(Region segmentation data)
— Begin —

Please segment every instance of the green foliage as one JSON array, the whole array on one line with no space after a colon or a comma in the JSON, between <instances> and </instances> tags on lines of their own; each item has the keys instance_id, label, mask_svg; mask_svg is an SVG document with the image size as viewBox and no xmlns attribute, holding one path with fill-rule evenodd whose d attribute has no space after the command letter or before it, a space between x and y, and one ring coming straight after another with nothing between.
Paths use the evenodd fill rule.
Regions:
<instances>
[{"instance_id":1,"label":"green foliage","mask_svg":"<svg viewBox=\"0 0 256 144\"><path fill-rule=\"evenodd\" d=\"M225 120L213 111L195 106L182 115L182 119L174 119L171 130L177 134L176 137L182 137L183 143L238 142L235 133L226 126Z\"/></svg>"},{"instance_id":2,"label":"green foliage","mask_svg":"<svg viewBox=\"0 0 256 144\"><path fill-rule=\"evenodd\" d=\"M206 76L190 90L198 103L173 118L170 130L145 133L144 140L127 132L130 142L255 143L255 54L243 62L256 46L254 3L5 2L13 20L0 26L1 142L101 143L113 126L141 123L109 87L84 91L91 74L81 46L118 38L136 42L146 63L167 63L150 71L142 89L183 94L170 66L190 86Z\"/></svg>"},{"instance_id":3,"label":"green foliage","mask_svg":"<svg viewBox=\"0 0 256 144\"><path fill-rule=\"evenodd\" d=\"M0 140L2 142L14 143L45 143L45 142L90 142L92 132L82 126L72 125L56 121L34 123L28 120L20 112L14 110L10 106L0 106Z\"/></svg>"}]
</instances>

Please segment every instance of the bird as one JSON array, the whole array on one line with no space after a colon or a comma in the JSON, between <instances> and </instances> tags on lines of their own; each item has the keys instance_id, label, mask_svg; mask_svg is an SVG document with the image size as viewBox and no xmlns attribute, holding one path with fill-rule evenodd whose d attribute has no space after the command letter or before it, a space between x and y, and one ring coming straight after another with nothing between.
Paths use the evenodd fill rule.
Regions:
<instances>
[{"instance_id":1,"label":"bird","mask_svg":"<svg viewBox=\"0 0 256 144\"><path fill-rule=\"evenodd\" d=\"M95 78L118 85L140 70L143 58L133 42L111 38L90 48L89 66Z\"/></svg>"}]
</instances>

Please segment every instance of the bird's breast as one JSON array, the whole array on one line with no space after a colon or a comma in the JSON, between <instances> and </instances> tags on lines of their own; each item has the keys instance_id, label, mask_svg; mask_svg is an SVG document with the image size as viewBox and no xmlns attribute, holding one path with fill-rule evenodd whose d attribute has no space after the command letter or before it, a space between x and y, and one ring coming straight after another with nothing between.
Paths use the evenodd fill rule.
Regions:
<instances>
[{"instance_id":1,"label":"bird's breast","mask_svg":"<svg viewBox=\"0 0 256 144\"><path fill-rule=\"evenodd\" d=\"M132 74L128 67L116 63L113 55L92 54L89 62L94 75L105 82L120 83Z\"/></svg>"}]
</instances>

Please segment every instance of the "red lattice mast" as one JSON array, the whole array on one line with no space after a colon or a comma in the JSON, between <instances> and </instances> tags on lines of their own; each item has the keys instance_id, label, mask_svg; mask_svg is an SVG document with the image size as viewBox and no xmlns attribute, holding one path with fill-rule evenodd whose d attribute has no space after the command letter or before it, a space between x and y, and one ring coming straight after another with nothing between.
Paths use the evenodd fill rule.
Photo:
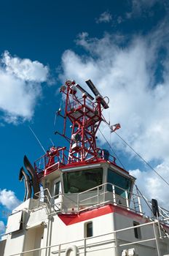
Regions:
<instances>
[{"instance_id":1,"label":"red lattice mast","mask_svg":"<svg viewBox=\"0 0 169 256\"><path fill-rule=\"evenodd\" d=\"M74 162L97 161L98 148L96 146L96 132L101 122L104 120L103 108L109 106L90 80L87 84L95 95L95 99L75 81L67 80L60 88L60 92L66 96L64 127L62 135L70 141L68 163ZM77 97L77 91L82 92L82 97ZM71 138L66 135L68 120L71 123ZM56 132L56 133L59 133Z\"/></svg>"}]
</instances>

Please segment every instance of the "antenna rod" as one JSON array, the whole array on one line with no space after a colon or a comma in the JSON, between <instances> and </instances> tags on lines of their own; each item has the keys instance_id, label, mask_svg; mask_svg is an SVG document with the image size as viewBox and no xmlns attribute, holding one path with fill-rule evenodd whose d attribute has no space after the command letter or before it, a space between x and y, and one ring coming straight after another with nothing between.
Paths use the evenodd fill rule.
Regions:
<instances>
[{"instance_id":1,"label":"antenna rod","mask_svg":"<svg viewBox=\"0 0 169 256\"><path fill-rule=\"evenodd\" d=\"M32 133L34 134L34 135L35 136L36 139L37 140L37 141L39 142L40 146L42 147L42 148L43 149L43 151L44 151L44 153L46 154L46 151L44 148L43 146L42 145L40 140L39 140L39 138L37 138L37 136L36 135L36 134L34 133L34 132L33 131L33 129L31 129L31 127L30 126L28 126L29 129L31 129L31 131L32 132Z\"/></svg>"}]
</instances>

— End —

Goal
Give back each entry exactly as it appears, with no pictures.

Output
Please segment every instance of the green foliage as one JSON array, the whole array on one line with no space after a colon or a comma in the JSON, between <instances> and </instances> tags on lines of their own; each item has the keys instance_id, label, mask_svg; mask_svg is an SVG document with the image size as viewBox and no xmlns attribute, holding one path with fill-rule evenodd whose d attribute has no space after the command letter or before it, a space between x and y, and one ring coming straight after another with nothing between.
Paths use the evenodd fill rule.
Regions:
<instances>
[{"instance_id":1,"label":"green foliage","mask_svg":"<svg viewBox=\"0 0 256 144\"><path fill-rule=\"evenodd\" d=\"M225 120L213 111L195 106L182 115L182 119L174 119L171 130L177 134L176 137L182 137L183 143L238 142L235 133L226 126Z\"/></svg>"},{"instance_id":2,"label":"green foliage","mask_svg":"<svg viewBox=\"0 0 256 144\"><path fill-rule=\"evenodd\" d=\"M206 76L190 90L198 103L173 118L170 130L145 133L144 140L127 132L130 142L255 143L255 54L243 62L256 46L254 3L5 2L13 20L0 26L1 142L101 143L113 126L141 123L109 87L84 91L91 74L81 46L118 38L136 42L146 63L167 63L150 71L142 89L183 94L170 66L190 86Z\"/></svg>"},{"instance_id":3,"label":"green foliage","mask_svg":"<svg viewBox=\"0 0 256 144\"><path fill-rule=\"evenodd\" d=\"M0 140L2 142L14 143L45 143L45 142L90 142L92 132L82 126L72 125L56 121L34 123L28 120L20 112L14 110L10 106L0 106Z\"/></svg>"}]
</instances>

Please segment every instance of the bird as one JSON array, the whole array on one line with no space after a colon or a comma in the JSON, between <instances> and </instances> tags on lines of their own; each item has the keys instance_id, label, mask_svg; mask_svg is an SVG document with the image size as viewBox and no xmlns attribute, holding one path with fill-rule evenodd whose d attribute has no space after the command letter or before it, a space between x and y, and one ring coming straight after another with nothing between.
Paths use the evenodd fill rule.
Regions:
<instances>
[{"instance_id":1,"label":"bird","mask_svg":"<svg viewBox=\"0 0 256 144\"><path fill-rule=\"evenodd\" d=\"M95 78L118 85L140 70L143 58L133 42L111 38L90 48L89 66Z\"/></svg>"}]
</instances>

Please segment every instance of the bird's breast as one JSON array, the whole array on one line with no space after a colon or a comma in the JSON, between <instances> and </instances> tags on lines of their own; each item has the keys instance_id, label, mask_svg; mask_svg is an SVG document with the image size as viewBox and no xmlns attribute, holding one path with fill-rule evenodd whose d attribute has no space after the command letter or before it, a space between x and y, and one ring coming straight after another with nothing between.
Paths use the evenodd fill rule.
Regions:
<instances>
[{"instance_id":1,"label":"bird's breast","mask_svg":"<svg viewBox=\"0 0 256 144\"><path fill-rule=\"evenodd\" d=\"M132 74L128 67L116 63L113 55L92 54L89 62L94 75L105 82L120 83Z\"/></svg>"}]
</instances>

Please segment every instance of the "red lattice mast" as one JSON array, the whole array on one line with no space after a colon or a comma in the JSON, between <instances> and </instances> tags on lines of their own; each item has the keys instance_id, label, mask_svg; mask_svg is an SVG document with the image size as viewBox and no xmlns attribute, holding one path with fill-rule evenodd whose d attribute has no space after the command letter or before it, a space between x and y, and one ring coming straight after another with nothing between.
Paths use the evenodd fill rule.
Photo:
Regions:
<instances>
[{"instance_id":1,"label":"red lattice mast","mask_svg":"<svg viewBox=\"0 0 169 256\"><path fill-rule=\"evenodd\" d=\"M74 162L97 161L98 148L96 146L96 132L101 122L104 120L103 108L109 106L90 80L87 84L95 95L95 99L75 81L67 80L60 88L60 92L66 96L64 127L62 135L70 141L68 163ZM77 97L77 91L82 92L82 97ZM71 138L66 135L68 120L71 123ZM56 132L56 133L59 133Z\"/></svg>"}]
</instances>

Please segment every instance of the "antenna rod" as one JSON array, the whole array on one line with no space after a colon or a comma in the JSON, between <instances> and </instances> tags on lines of their own; each item has the keys instance_id, label, mask_svg; mask_svg is an SVG document with the image size as viewBox and no xmlns attribute, holding one path with fill-rule evenodd whose d attribute has no space after the command letter or before it, a space between x and y, and one ring coming straight after another with nothing between.
Paths use the evenodd fill rule.
Regions:
<instances>
[{"instance_id":1,"label":"antenna rod","mask_svg":"<svg viewBox=\"0 0 169 256\"><path fill-rule=\"evenodd\" d=\"M32 133L34 134L34 135L35 136L36 139L37 140L37 141L39 142L40 146L42 147L42 148L43 149L43 151L44 151L44 153L46 154L46 151L44 148L43 146L42 145L40 140L39 140L39 138L37 138L37 136L36 135L36 134L34 133L34 132L33 131L33 129L31 129L31 127L30 126L28 126L29 129L31 129L31 131L32 132Z\"/></svg>"}]
</instances>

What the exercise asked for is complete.